▶ _文本摘录_

[LeetCode] 2730. Find the Longest Semi-Repetitive Substring

You are given a digit string s that consists of digits from 0 to 9.

A string is called semi-repetitive if there is at most one adjacent pair of the same digit. For example, “0010”, “002020”, “0123”, “2002”, and “54944” are semi-repetitive while the following are not: “00101022” (adjacent same digit pairs are 00 and 22), and “1101234883” (adjacent same digit pairs are 11 and 88).

Return the length of the longest semi-repetitive substring of s.

Example 1:
Input: s = “52233”
Output: 4

Explanation:
The longest semi-repetitive substring is “5223”. Picking the whole string “52233” has two adjacent same digit pairs 22 and 33, but at most one is allowed.

Example 2:
Input: s = “5494”
Output: 4

Explanation:
s is a semi-repetitive string.

Example 3:
Input: s = “1111111”
Output: 2

Explanation:
The longest semi-repetitive substring is “11”. Picking the substring “111” has two adjacent same digit pairs, but at most one is allowed.

Constraints:
1 <= s.length <= 50
‘0’ <= s[i] <= ‘9’

找到最长的半重复子字符串。

给你一个下标从 0 开始的字符串 s ，这个字符串只包含 0 到 9 的数字字符。

如果一个字符串 t 中至多有一对相邻字符是相等的，那么称这个字符串 t 是 半重复的 。例如，”0010” 、”002020” 、”0123” 、”2002” 和 “54944” 是半重复字符串，而 “00101022” （相邻的相同数字对是 00 和 22）和 “1101234883” （相邻的相同数字对是 11 和 88）不是半重复字符串。

请你返回 s 中最长 半重复子字符串的长度。

思路

这是一道可以用 76 题模板解决的滑动窗口题。思路没什么需要特别结实的，可直接参见代码。

复杂度

时间O(n)
空间O(1)

代码

Java实现

class Solution {
    public int longestSemiRepetitiveSubstring(String s) {
        int n = s.length();
        int[] nums = new int[n];
        for (int i = 0; i < n; i++) {
            char c = s.charAt(i);
            nums[i] = c - '0';
        }

        int start = 1;
        int end = 1;
        int same = 0;
        int res = 1;
        while (end < n) {
            if (nums[end] == nums[end - 1]) {
                same++;
            }
            end++;
            while (same == 2) {
                if (nums[start] == nums[start - 1]) {
                    same--;
                }
                start++;
            }
            res = Math.max(res, end - start + 1);
        }
        return res;
    }
}

▶ _所给信息_
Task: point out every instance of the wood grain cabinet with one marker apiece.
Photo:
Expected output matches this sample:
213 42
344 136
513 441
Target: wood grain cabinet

▶ _任务要求 1_
列出这篇题解里各个示例给出的输入字符串。
▶ _任务要求 2_
请把这篇题解中从“[LeetCode] 2730. Find”开始、到“11 and 88).”为止（含这部分）的内容一字不差地重新给出。
上述记录无需使用。

▶ _完整答案 1_
“52233”、“5494”、“1111111”

▶ _完整答案 2_
[LeetCode] 2730. Find the Longest Semi-Repetitive Substring

You are given a digit string s that consists of digits from 0 to 9.

A string is called semi-repetitive if there is at most one adjacent pair of the same digit. For example, “0010”, “002020”, “0123”, “2002”, and “54944” are semi-repetitive while the following are not: “00101022” (adjacent same digit pairs are 00 and 22), and “1101234883” (adjacent same digit pairs are 11 and 88).